**Data excerpts:**

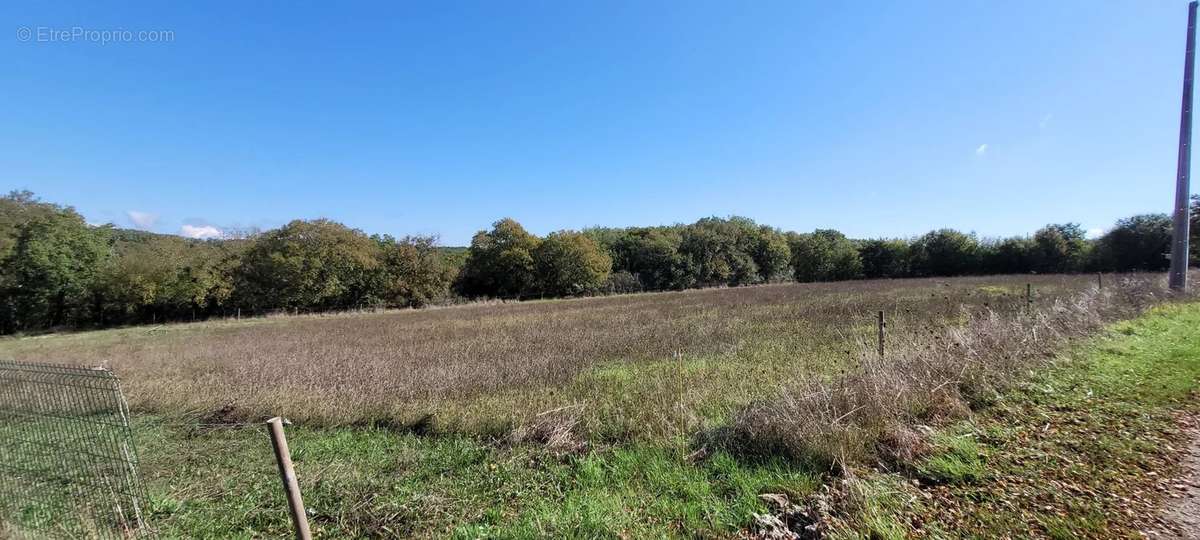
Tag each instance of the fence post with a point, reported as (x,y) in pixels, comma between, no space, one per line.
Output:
(883,327)
(283,459)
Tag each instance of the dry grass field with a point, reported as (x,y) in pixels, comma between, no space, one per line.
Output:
(643,366)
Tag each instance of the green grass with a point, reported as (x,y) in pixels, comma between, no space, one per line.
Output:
(1068,454)
(375,483)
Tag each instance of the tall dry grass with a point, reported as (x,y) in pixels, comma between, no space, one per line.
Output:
(880,408)
(490,367)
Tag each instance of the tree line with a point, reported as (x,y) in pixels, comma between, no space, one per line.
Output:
(59,271)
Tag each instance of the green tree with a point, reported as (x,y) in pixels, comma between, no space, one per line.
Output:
(1060,249)
(825,255)
(1138,243)
(413,273)
(651,255)
(718,251)
(570,264)
(885,258)
(499,262)
(48,275)
(946,252)
(16,209)
(1017,255)
(771,253)
(317,264)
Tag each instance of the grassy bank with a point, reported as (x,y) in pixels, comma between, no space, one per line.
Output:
(1083,450)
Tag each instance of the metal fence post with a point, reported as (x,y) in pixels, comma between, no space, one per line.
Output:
(288,475)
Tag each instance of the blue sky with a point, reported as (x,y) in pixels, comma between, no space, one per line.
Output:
(879,119)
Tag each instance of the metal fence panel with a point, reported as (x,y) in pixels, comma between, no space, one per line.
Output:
(67,462)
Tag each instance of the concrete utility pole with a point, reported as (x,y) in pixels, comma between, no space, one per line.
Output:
(1179,277)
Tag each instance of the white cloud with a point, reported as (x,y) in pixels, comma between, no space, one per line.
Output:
(142,220)
(201,232)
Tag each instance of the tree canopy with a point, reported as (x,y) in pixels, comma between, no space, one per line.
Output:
(57,270)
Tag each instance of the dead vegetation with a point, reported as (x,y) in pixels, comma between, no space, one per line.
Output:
(882,408)
(640,366)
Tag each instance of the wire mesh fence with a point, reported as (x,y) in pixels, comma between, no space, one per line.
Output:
(67,462)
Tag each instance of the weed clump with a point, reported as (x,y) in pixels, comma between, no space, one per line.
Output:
(876,411)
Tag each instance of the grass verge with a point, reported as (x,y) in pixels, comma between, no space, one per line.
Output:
(1081,450)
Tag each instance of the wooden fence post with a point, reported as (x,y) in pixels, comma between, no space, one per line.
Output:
(283,459)
(883,327)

**What is needed:**
Give the number of lines above containing the word "fence", with no other text.

**Output of the task:**
5